### What is being asked
Please copy out word for word the stretch of the Capital Education Group text below from "Capital Education Group (CEG)" through "children with autism and other specialized learning needs.".

### Excerpted passage
---*---

= Capital Education Group =

Capital Education Group (CEG) is the operator of American schools and programs for children and adolescents with autism and other specialized learning needs. Capital Education Group's stated mission is, "To change lives through leadership in education." The organization aspires to become the nation's leading manager of private schools and programs for children with autism and other specialized learning needs.

==History==
Headquartered in Washington, D.C., Capital Education Group operates schools and programs throughout Maryland, Virginia and Chicago. The organization was founded in 2009 by Erik Heyer, a social entrepreneur who had been on the founding team of Victory Schools, a national leader in the charter school and public education reform movements Capital Education is a portfolio company of Novak Biddle Venture Partners (NBVP)

==Programs==
Capital Education aims to create national model programs and schools. The organization operates three programs.

1. The Auburn School, which is a school for students with social and communication challenges. Auburn currently has three campuses: Herndon, Virginia; Silver Spring, Maryland and Baltimore, Maryland.

---*---

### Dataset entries
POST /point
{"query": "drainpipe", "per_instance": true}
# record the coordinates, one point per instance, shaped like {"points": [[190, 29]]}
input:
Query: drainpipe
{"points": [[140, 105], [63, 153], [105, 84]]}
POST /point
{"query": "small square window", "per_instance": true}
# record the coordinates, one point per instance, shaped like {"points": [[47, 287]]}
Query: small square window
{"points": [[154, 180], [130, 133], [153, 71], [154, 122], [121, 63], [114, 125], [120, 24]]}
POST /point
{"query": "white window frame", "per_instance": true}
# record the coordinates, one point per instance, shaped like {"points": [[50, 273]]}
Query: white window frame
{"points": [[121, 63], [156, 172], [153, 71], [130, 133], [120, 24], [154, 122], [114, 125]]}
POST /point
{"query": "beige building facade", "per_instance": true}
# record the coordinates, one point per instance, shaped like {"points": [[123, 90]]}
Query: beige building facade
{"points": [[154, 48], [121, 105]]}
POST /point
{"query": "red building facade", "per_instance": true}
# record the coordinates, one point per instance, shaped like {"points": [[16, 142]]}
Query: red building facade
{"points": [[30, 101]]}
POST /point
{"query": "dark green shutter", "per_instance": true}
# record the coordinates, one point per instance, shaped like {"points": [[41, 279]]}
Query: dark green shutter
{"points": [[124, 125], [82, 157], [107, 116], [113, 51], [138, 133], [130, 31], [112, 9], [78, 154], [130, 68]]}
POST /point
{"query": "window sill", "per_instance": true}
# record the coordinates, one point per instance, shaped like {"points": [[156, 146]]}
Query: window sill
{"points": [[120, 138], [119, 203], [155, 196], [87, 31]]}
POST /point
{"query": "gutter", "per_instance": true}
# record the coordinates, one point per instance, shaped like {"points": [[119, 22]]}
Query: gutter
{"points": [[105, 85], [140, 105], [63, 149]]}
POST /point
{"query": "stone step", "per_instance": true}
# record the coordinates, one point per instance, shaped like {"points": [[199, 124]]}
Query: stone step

---*---

### Response for this exercise
Capital Education Group (CEG) is the operator of American schools and programs for children and adolescents with autism and other specialized learning needs. Capital Education Group's stated mission is, "To change lives through leadership in education." The organization aspires to become the nation's leading manager of private schools and programs for children with autism and other specialized learning needs.